Copy out every item below word for word, keeping each line as it appears.

**Data provided**
• • • •
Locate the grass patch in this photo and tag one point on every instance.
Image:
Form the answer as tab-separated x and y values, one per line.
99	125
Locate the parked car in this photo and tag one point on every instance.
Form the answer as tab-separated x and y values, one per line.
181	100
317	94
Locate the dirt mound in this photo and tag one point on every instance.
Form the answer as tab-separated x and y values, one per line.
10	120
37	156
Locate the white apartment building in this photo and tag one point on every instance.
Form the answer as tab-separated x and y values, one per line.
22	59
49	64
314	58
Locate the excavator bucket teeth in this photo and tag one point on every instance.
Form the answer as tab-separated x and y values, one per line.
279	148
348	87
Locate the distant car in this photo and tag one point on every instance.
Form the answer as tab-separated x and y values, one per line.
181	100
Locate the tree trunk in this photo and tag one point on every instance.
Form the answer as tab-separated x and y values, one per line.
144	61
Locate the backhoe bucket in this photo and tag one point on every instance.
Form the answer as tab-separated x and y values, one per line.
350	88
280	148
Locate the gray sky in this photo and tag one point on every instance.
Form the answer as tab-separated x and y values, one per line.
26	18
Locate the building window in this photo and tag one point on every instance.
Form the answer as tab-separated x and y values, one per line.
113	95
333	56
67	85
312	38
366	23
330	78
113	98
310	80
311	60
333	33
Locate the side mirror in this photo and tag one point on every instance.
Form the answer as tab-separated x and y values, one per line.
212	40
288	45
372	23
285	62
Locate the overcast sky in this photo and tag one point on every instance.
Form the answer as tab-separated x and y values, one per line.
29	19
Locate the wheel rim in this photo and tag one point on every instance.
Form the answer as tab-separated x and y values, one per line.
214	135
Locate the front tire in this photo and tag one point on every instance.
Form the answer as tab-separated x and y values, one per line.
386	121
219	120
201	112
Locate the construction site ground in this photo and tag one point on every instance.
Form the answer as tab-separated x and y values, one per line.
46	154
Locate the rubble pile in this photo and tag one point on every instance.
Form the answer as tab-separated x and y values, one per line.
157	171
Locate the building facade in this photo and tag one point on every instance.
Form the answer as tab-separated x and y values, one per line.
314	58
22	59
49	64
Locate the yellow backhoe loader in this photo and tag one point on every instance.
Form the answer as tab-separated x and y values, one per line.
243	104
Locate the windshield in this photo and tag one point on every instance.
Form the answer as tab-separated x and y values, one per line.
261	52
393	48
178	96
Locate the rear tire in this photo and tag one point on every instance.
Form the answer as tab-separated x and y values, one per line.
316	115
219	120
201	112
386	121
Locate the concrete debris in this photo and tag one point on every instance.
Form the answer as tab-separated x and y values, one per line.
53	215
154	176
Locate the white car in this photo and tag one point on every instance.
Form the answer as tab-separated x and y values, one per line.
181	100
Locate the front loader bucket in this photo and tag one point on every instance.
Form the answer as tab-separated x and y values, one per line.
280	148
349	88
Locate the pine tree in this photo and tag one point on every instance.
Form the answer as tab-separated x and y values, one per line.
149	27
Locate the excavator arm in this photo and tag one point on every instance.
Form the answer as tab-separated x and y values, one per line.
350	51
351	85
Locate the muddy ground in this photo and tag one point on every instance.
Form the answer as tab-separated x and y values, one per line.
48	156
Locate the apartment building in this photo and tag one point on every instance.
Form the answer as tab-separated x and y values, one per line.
• • • •
**Task result**
Locate the grass patch in this photo and tag one point on every instance.
Image:
Form the answer as tab-separated x and y values, one per line.
99	125
Locate the parked car in this photo and tag one point on every instance.
Form the answer as tab-separated x and y values, one per line.
181	100
317	94
Locate the dirt mound in this photo and tag one point on every instance.
Form the answer as tab-separated x and y values, one per line.
10	120
37	156
Locate the white apartment building in this photo and tag one point on every instance.
Form the answer as tab-separated x and y values, one per line.
22	59
49	64
314	58
Locate the excavator bucket teeth in this photo and tag one point on every instance.
Form the answer as tab-separated x and y values, one per line.
279	148
348	87
Locate the distant car in this photo and tag one point on every instance.
Form the answer as tab-separated x and y values, one per line.
181	100
Locate the tree trunk in this photo and tag one point on every instance.
Form the answer as tab-separated x and y values, one per line.
144	61
Locate the backhoe bucket in this photo and tag one point on every instance.
Form the answer as tab-separated x and y values, one per line.
350	88
280	148
Locate the gray sky in this photo and tag one point on every instance.
Form the answer as tab-separated x and y values, one per line.
26	18
Locate the building window in this photo and tag one point on every instance.
Form the answer as tab-separated x and y values, one per line.
113	95
333	56
67	85
312	38
366	23
330	78
113	98
310	80
311	60
333	33
Locate the side mirror in this photo and tag one point on every instance.
Form the answer as tab-separated x and y values, one per line.
212	40
288	45
372	23
285	62
Locate the overcast sky in this photo and tag one point on every instance.
Form the answer as tab-separated x and y values, one per line.
29	19
Locate the wheel rim in this photo and tag one point on every instance.
Form the answer as tab-separated x and y values, one per line.
214	135
Locate the front tire in this photo and tag one point on every instance.
Form the answer as tab-separated x and y values, one per line.
386	121
219	120
201	112
Locate the construction site ground in this photo and tag one point on every instance.
Form the answer as tab-separated x and y values, one per line.
46	154
Locate the rubble pile in this photo and tag one point on every instance.
Form the answer as tab-separated x and y values, one per line.
157	171
Locate the building facade in this photo and tag one point on every instance.
Form the answer as tab-separated x and y values, one per line.
314	58
22	59
49	64
Locate the yellow backhoe loader in this photo and tag one point on every instance.
Form the answer as tab-separated x and y values, one per line.
243	104
Locate the windshield in this photo and tag one point on every instance.
Form the answer as tab-separated x and y values, one per line.
261	52
393	48
178	96
Locate the rear tire in this photo and tag one point on every instance.
Form the answer as tab-separated x and y values, one per line.
316	115
219	120
201	112
386	121
Locate the concrete debris in this photo and tag one point on every instance.
Form the answer as tab-separated x and y values, one per line.
53	215
154	176
Locate the white car in this photo and tag one point on every instance.
Form the answer as tab-separated x and y values, one per line.
181	100
Locate the front loader bucket in this photo and tag one point on every instance.
Form the answer as tab-separated x and y values, one per line.
280	148
349	88
Locate the pine tree in this photo and tag one point on every instance.
Form the answer as tab-separated x and y values, one per line.
149	27
Locate the excavator arm in this photo and tag one point on every instance.
Form the answer as tab-separated x and y values, one per line.
350	51
351	85
Locate the muddy ground in this photo and tag one point on every instance.
Form the answer as tab-separated x and y values, one per line.
48	156
Locate the apartment building in this photo and tag one point on every instance.
Form the answer as tab-separated x and y values, one per line.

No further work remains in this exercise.